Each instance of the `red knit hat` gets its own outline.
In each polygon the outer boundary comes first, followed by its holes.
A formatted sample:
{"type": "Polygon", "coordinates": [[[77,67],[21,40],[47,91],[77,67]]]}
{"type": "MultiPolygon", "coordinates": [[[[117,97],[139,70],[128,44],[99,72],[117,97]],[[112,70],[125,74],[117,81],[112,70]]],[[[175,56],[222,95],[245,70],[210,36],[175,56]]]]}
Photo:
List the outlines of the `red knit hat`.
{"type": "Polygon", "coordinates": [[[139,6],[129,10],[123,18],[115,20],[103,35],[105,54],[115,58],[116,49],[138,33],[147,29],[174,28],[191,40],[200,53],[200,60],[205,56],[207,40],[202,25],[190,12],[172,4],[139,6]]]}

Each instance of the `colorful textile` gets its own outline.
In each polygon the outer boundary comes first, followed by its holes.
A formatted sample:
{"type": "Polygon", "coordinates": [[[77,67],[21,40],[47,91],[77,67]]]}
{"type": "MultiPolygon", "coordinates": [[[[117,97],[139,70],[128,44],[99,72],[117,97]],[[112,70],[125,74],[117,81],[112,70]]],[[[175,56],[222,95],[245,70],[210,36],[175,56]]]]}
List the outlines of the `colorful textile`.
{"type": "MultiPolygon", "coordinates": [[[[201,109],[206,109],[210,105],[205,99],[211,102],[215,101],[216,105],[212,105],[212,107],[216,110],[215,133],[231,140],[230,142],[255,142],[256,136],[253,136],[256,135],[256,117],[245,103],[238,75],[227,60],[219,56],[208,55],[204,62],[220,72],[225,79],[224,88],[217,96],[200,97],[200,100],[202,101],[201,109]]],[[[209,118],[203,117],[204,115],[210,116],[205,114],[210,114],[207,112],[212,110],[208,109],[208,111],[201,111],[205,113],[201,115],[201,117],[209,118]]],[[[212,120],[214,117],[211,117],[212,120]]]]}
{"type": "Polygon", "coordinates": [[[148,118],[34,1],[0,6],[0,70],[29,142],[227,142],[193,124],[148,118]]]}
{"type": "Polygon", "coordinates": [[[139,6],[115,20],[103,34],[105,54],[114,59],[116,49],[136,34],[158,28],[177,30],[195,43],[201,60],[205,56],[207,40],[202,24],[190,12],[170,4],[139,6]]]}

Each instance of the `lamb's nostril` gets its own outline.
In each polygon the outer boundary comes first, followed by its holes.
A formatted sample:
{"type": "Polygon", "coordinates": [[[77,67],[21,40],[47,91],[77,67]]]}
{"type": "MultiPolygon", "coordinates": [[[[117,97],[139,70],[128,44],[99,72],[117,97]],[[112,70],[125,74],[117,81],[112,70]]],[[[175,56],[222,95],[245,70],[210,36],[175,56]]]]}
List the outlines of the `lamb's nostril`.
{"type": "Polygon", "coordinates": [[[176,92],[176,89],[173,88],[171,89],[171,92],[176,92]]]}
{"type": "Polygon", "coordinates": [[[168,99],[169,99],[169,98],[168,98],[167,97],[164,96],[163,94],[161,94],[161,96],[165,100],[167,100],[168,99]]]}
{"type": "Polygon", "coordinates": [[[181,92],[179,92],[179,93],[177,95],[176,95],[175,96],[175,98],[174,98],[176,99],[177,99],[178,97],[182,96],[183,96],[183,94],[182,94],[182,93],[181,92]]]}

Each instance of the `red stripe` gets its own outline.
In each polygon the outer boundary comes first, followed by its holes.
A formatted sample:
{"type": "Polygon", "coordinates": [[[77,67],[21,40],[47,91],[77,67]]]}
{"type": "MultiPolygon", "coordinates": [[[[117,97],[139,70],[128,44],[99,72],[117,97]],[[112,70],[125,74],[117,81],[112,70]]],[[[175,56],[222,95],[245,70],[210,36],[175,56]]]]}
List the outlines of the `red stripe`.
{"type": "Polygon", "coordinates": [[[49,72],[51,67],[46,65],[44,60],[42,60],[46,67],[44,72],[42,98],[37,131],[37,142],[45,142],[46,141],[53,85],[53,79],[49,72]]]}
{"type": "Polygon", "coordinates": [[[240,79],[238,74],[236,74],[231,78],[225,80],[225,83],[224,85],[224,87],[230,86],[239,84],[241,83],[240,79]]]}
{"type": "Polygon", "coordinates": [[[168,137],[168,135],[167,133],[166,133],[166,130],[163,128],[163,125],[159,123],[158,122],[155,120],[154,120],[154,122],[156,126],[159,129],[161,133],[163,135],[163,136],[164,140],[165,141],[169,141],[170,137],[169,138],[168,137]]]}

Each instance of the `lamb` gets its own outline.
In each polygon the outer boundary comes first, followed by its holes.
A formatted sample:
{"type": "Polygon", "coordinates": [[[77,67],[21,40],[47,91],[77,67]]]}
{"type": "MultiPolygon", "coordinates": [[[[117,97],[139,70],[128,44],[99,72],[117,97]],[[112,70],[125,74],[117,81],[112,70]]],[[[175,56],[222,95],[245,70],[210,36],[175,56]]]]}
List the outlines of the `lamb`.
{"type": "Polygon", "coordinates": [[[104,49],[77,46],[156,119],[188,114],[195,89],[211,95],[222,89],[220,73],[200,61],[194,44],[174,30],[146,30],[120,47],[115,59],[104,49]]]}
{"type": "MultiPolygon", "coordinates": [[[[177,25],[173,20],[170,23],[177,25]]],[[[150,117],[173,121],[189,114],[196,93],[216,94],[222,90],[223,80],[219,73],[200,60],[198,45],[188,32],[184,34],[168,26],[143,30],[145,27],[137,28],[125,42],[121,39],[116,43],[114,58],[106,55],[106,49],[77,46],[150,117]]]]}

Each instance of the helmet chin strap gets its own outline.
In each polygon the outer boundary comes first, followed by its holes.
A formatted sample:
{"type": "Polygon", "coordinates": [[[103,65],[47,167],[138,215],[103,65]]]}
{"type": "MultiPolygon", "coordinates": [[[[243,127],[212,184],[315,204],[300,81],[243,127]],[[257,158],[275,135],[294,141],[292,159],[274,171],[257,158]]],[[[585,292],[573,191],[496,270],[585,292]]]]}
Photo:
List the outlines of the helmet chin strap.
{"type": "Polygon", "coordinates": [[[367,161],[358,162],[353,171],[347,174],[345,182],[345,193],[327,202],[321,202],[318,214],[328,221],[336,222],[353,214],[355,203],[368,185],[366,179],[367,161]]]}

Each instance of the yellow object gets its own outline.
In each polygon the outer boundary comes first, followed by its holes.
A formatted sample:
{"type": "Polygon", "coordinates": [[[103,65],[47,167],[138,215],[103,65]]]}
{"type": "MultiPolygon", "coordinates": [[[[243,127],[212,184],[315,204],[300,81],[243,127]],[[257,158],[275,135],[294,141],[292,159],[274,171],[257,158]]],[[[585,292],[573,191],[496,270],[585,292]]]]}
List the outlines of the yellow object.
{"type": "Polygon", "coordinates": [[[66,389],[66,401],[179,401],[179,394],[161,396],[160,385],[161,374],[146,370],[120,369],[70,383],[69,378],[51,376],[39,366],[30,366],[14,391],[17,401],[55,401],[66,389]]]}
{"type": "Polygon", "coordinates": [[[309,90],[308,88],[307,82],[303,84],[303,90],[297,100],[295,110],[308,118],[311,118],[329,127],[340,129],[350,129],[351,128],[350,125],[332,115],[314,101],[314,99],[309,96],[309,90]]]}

-------

▶ WHAT IS NEEDED
Each record above should be output again exactly.

▶ RESULT FOR THIS EXERCISE
Each instance of the `red knit hat` gets its own outline.
In each polygon the outer boundary comes first, followed by its holes.
A formatted sample:
{"type": "Polygon", "coordinates": [[[77,67],[21,40],[47,91],[77,67]]]}
{"type": "MultiPolygon", "coordinates": [[[[117,97],[139,70],[128,44],[99,72],[117,97]],[[112,70],[125,74],[117,81],[112,70]]],[[[175,56],[222,95],[245,70],[210,36],[175,56]]]]}
Photo:
List the outlines of the `red knit hat`.
{"type": "Polygon", "coordinates": [[[139,6],[129,10],[123,18],[115,20],[103,35],[105,54],[115,58],[116,49],[138,33],[147,29],[174,28],[191,40],[200,53],[200,60],[205,56],[207,40],[202,25],[190,12],[172,4],[139,6]]]}

Each instance of the `colorful textile` gets its own outline.
In each polygon the outer boundary comes first, followed by its holes.
A formatted sample:
{"type": "Polygon", "coordinates": [[[77,67],[21,40],[47,91],[77,67]]]}
{"type": "MultiPolygon", "coordinates": [[[[117,97],[139,70],[128,44],[99,72],[117,97]],[[112,70],[125,74],[117,81],[112,70]]],[[[175,56],[222,95],[245,70],[210,36],[175,56]]]]}
List the outlines of the `colorful textile`.
{"type": "MultiPolygon", "coordinates": [[[[201,109],[206,109],[210,105],[205,99],[211,102],[215,101],[216,105],[212,105],[212,107],[216,110],[215,133],[231,140],[230,142],[255,142],[256,136],[253,136],[256,135],[256,117],[245,103],[238,75],[227,60],[219,56],[208,55],[204,62],[220,72],[225,79],[224,88],[217,96],[200,97],[200,100],[202,101],[201,109]]],[[[209,118],[203,117],[204,115],[210,116],[205,114],[210,114],[207,112],[212,110],[208,109],[208,111],[201,111],[205,113],[201,115],[201,117],[209,118]]],[[[212,120],[214,117],[211,117],[212,120]]]]}
{"type": "Polygon", "coordinates": [[[148,118],[34,1],[0,6],[0,70],[29,142],[227,142],[193,124],[148,118]]]}
{"type": "Polygon", "coordinates": [[[139,6],[115,20],[103,34],[105,54],[114,59],[116,49],[136,34],[158,28],[177,30],[195,43],[201,60],[205,56],[207,40],[202,24],[190,12],[170,4],[139,6]]]}

Each instance of the `lamb's nostril` gets its own outline.
In each polygon the outer boundary comes first, followed by its holes.
A formatted sample:
{"type": "Polygon", "coordinates": [[[77,67],[21,40],[47,91],[77,67]]]}
{"type": "MultiPolygon", "coordinates": [[[[117,97],[139,70],[128,44],[99,72],[117,97]],[[112,70],[125,74],[117,81],[112,70]]],[[[175,56],[222,95],[245,70],[210,36],[175,56]]]]}
List the outlines of the `lamb's nostril`.
{"type": "Polygon", "coordinates": [[[176,92],[176,89],[173,88],[171,89],[171,92],[176,92]]]}
{"type": "Polygon", "coordinates": [[[168,99],[169,99],[169,98],[168,98],[167,97],[164,96],[163,94],[161,94],[161,96],[165,100],[167,100],[168,99]]]}
{"type": "Polygon", "coordinates": [[[181,92],[179,92],[179,93],[177,95],[176,95],[175,96],[175,98],[174,98],[176,99],[177,99],[178,97],[182,96],[183,96],[183,94],[182,94],[182,93],[181,92]]]}

Each instance of the `red stripe` gets its own outline.
In each polygon the outer boundary comes first, followed by its holes.
A formatted sample:
{"type": "Polygon", "coordinates": [[[77,67],[21,40],[47,91],[77,67]]]}
{"type": "MultiPolygon", "coordinates": [[[[117,97],[139,70],[128,44],[99,72],[117,97]],[[112,70],[125,74],[117,81],[112,70]]],[[[175,56],[222,95],[245,70],[210,36],[175,56]]]]}
List the outlines of the `red stripe`.
{"type": "Polygon", "coordinates": [[[49,72],[51,67],[46,65],[44,60],[42,60],[46,67],[44,72],[42,98],[37,131],[37,142],[45,142],[46,141],[53,85],[53,79],[49,72]]]}
{"type": "Polygon", "coordinates": [[[240,79],[238,74],[236,74],[231,78],[225,80],[225,83],[224,85],[224,87],[230,86],[239,84],[241,83],[240,79]]]}
{"type": "Polygon", "coordinates": [[[168,137],[168,135],[167,133],[166,133],[166,130],[163,128],[163,125],[159,123],[158,122],[155,120],[154,120],[154,122],[156,126],[159,129],[161,133],[163,135],[163,136],[164,140],[165,141],[169,141],[170,137],[169,138],[168,137]]]}

Each instance of the `lamb` gets its own outline.
In each polygon the outer boundary comes first, followed by its holes.
A formatted sample:
{"type": "Polygon", "coordinates": [[[77,67],[21,40],[47,91],[77,67]]]}
{"type": "MultiPolygon", "coordinates": [[[[117,97],[139,70],[128,44],[99,72],[117,97]],[[112,70],[125,74],[117,81],[112,70]]],[[[175,56],[222,95],[245,70],[210,36],[175,56]]]]}
List the outlines of the `lamb`.
{"type": "Polygon", "coordinates": [[[104,49],[77,46],[156,119],[188,114],[195,89],[211,95],[222,89],[220,73],[200,61],[194,44],[174,30],[146,30],[120,47],[115,59],[104,49]]]}
{"type": "MultiPolygon", "coordinates": [[[[177,25],[173,20],[170,23],[177,25]]],[[[150,117],[173,121],[189,114],[196,93],[216,94],[222,90],[223,80],[219,73],[200,60],[198,45],[188,32],[184,34],[168,26],[143,30],[145,27],[137,28],[125,42],[121,39],[116,43],[114,58],[106,55],[106,49],[77,46],[150,117]]]]}

Each instance of the helmet chin strap gets its own outline.
In each polygon the outer boundary comes first, followed by its holes.
A formatted sample:
{"type": "Polygon", "coordinates": [[[103,65],[47,167],[138,215],[103,65]]]}
{"type": "MultiPolygon", "coordinates": [[[[243,127],[212,184],[315,204],[300,81],[243,127]],[[257,158],[275,135],[294,141],[292,159],[274,171],[257,158]]],[[[585,292],[573,191],[496,270],[585,292]]]]}
Photo:
List the outlines of the helmet chin strap.
{"type": "Polygon", "coordinates": [[[367,161],[358,162],[353,171],[347,174],[345,182],[345,193],[327,202],[321,202],[318,214],[328,221],[336,222],[353,214],[355,203],[368,185],[366,179],[367,161]]]}

Each instance of the yellow object gets its own outline.
In each polygon the outer boundary comes first, followed by its holes.
A formatted sample:
{"type": "Polygon", "coordinates": [[[103,65],[47,167],[138,215],[103,65]]]}
{"type": "MultiPolygon", "coordinates": [[[[243,127],[212,184],[315,204],[300,81],[243,127]],[[257,158],[275,135],[294,141],[292,159],[274,171],[257,158]]],[[[585,292],[573,191],[496,270],[585,292]]]]}
List the outlines of the yellow object.
{"type": "Polygon", "coordinates": [[[66,389],[66,401],[179,401],[179,394],[161,396],[160,385],[161,374],[146,370],[120,369],[70,383],[69,378],[51,376],[39,366],[30,366],[14,391],[17,401],[55,401],[66,389]]]}
{"type": "Polygon", "coordinates": [[[309,90],[308,88],[307,82],[303,84],[303,90],[297,100],[295,110],[308,118],[311,118],[329,127],[340,129],[350,129],[351,128],[350,125],[332,115],[314,101],[314,99],[309,96],[309,90]]]}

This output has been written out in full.